— GIVEN EXERCISE —
Rename "keypoint" to "marker" throughout the items running from the line with "Reviewer note: check that every instance of the white wall" to the line with "Reviewer note: check that every instance of the dining", and give those lines again with everything else unchanged.

— INPUT RECORDS —
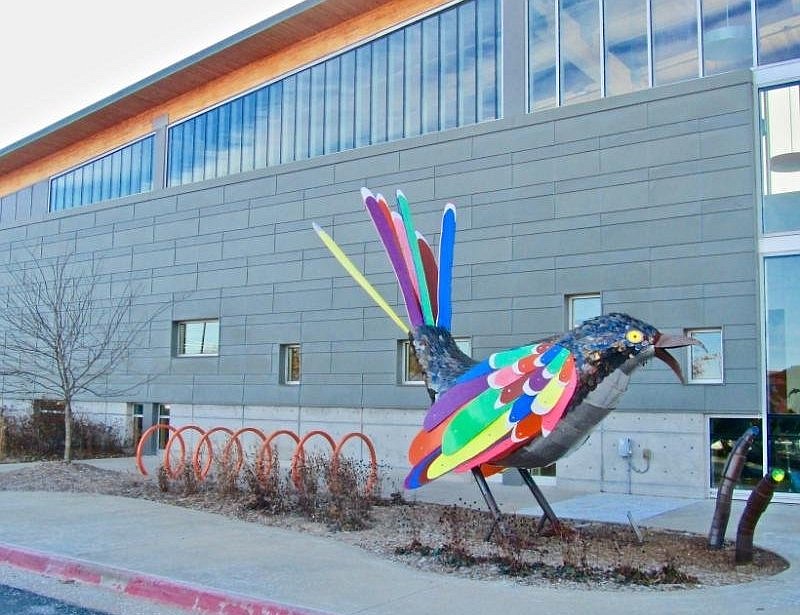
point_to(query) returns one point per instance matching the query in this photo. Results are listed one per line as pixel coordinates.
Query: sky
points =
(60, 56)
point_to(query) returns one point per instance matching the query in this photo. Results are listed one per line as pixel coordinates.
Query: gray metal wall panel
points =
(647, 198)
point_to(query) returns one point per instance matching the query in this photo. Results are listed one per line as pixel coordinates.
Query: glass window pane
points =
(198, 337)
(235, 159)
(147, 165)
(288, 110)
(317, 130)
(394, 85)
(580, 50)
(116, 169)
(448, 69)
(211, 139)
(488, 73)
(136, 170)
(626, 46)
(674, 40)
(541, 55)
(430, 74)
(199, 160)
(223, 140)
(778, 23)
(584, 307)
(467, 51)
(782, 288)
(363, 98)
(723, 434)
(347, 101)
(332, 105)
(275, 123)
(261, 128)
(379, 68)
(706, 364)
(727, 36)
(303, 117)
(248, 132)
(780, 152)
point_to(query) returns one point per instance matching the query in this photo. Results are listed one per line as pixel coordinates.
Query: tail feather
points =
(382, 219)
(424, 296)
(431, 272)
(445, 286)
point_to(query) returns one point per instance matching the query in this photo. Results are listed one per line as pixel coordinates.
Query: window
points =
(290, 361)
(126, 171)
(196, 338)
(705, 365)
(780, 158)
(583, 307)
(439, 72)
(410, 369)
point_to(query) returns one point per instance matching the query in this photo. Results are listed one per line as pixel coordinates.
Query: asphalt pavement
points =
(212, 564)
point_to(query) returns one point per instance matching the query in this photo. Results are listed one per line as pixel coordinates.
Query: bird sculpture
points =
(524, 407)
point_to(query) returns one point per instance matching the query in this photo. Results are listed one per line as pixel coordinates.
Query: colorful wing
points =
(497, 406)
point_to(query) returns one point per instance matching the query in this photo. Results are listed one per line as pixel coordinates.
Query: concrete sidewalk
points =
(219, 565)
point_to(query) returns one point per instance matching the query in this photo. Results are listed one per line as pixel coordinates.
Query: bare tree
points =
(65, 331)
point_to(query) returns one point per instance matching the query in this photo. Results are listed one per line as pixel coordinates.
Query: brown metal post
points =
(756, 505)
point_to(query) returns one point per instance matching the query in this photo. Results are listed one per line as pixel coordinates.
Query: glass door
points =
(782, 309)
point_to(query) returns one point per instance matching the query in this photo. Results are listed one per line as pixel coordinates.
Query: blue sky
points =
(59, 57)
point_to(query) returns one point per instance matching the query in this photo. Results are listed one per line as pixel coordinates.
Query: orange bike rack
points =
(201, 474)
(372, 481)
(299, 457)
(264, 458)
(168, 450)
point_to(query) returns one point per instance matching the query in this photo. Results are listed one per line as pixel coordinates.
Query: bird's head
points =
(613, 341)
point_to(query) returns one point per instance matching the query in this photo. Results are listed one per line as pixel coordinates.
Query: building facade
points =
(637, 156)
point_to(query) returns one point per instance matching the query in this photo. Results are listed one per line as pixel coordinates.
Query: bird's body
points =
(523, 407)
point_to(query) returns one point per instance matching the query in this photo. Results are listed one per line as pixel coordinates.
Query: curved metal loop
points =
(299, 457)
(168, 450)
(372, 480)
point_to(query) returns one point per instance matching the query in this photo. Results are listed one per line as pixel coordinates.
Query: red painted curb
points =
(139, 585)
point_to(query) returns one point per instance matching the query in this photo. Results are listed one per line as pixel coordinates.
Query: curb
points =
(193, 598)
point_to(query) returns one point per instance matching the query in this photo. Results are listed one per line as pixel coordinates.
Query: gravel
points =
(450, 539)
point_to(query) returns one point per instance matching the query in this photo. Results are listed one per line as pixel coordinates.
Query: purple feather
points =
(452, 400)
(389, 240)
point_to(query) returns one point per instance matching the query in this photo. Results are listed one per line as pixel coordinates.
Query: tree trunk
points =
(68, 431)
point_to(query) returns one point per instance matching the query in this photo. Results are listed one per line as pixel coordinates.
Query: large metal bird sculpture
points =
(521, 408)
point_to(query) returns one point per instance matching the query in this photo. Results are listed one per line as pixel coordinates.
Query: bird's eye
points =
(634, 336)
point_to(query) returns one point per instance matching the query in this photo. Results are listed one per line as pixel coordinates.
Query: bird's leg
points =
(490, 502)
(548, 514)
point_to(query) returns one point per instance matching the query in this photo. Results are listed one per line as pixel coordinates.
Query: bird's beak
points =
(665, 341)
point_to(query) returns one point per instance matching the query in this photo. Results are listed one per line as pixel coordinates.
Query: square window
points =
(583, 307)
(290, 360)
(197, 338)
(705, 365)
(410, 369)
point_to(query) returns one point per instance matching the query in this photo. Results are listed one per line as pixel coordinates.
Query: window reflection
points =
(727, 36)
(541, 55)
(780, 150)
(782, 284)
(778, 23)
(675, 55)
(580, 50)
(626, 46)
==
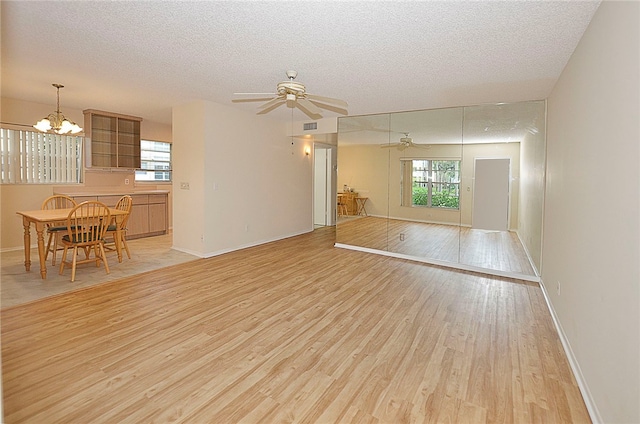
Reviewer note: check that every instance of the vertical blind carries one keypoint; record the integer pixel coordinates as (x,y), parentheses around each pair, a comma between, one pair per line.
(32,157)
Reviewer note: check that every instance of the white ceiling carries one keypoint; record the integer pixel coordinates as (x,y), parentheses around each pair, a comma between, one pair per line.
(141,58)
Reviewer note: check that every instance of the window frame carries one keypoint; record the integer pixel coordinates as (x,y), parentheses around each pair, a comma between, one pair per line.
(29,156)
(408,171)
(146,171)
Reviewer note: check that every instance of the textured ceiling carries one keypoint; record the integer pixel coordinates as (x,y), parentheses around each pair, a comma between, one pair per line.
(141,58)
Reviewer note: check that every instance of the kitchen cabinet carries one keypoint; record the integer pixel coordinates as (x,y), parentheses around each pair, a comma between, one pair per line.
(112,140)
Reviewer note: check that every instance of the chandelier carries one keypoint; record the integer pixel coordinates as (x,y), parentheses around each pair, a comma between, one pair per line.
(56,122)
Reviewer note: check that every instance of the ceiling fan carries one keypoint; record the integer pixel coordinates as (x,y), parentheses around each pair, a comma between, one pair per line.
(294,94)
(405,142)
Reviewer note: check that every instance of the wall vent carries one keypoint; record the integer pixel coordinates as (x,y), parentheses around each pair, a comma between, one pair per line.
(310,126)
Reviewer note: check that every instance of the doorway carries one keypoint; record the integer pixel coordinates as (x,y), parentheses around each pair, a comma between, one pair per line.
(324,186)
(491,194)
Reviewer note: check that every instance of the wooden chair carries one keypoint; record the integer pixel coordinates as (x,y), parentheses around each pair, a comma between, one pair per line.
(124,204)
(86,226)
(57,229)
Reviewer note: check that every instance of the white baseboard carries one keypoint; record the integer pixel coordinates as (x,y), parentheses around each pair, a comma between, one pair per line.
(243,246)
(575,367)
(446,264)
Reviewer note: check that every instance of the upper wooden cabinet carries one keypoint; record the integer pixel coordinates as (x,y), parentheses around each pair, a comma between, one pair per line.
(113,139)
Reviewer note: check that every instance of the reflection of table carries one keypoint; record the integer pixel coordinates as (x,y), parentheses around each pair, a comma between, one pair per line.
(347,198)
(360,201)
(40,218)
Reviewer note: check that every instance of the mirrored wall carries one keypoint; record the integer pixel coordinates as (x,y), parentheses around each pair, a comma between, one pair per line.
---
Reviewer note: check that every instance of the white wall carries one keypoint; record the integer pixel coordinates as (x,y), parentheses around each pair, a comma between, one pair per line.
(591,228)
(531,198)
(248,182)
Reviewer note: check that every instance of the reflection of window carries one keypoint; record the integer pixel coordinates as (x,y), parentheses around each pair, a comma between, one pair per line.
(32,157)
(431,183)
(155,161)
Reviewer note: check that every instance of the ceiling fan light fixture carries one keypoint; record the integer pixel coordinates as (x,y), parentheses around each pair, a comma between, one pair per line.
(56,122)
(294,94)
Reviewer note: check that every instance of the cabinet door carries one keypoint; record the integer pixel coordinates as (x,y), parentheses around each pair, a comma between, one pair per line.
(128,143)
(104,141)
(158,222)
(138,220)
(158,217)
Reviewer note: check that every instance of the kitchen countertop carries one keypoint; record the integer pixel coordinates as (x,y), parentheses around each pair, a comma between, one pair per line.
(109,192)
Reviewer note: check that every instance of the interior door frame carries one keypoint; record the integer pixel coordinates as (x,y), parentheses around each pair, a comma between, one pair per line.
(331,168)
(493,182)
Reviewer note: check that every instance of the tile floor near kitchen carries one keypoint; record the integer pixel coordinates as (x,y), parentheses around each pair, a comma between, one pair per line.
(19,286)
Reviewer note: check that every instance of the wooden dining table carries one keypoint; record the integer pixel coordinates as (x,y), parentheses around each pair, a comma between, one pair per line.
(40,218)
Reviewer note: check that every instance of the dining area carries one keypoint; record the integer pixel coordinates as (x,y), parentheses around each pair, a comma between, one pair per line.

— RESULT OF THE EXERCISE —
Reviewer note: check that every instance of the white wall carries one marker; record the integer pixel coordinates as (x,y), parentheses around each pair, a comma between, one pair per line.
(591,228)
(531,198)
(248,182)
Reviewer note: check that every instance of the reflection of window carries one marker; record the integer pixel coordinates as (x,y), parentheses around each pair, a comma between, one pair per line.
(32,157)
(431,183)
(155,161)
Reviewer note: check that every instance of the ceiling fan light fixture carries one marker; record the integer pixel coordinates as (x,y), parentheses around each pair, a comma between, one pair per line.
(56,122)
(294,94)
Reviewer note: check that every instance of the cabinet door carries one marker; record the integer pixel coordinates as (x,y), parentheses around each pair, a comma between, one pair per line.
(128,143)
(104,141)
(158,222)
(138,220)
(158,217)
Reviewer note: check that every instance of the kitchen countertop carries one marker; record the integer pixel coordinates as (x,y), parentheses around each pair, a comma between, one pair per line.
(109,192)
Reviewer note: check that every instance of the interior door frame carries one marker; record the integer pixel coordinates as (x,y), parentheses around each pair, a comma between, one pair per line.
(331,168)
(493,182)
Reviewer note: check that every instance of the tile floor near kitchen carries one marker; record the integer pixel coordinates as (x,y), parentheses around each pair, a comma between, one pair per line.
(19,286)
Reviewer note: check that every instance of the wooden dining table carries one marker; record the integer pixel coordinates as (x,y), parentheses around each pair, a comma between, one pair per line.
(40,218)
Reviewer note: check that every instance of the dining area carries one marker; record the integer pixel coordinates as (x,y), parentheses around each pair, a comma between, one pair per line.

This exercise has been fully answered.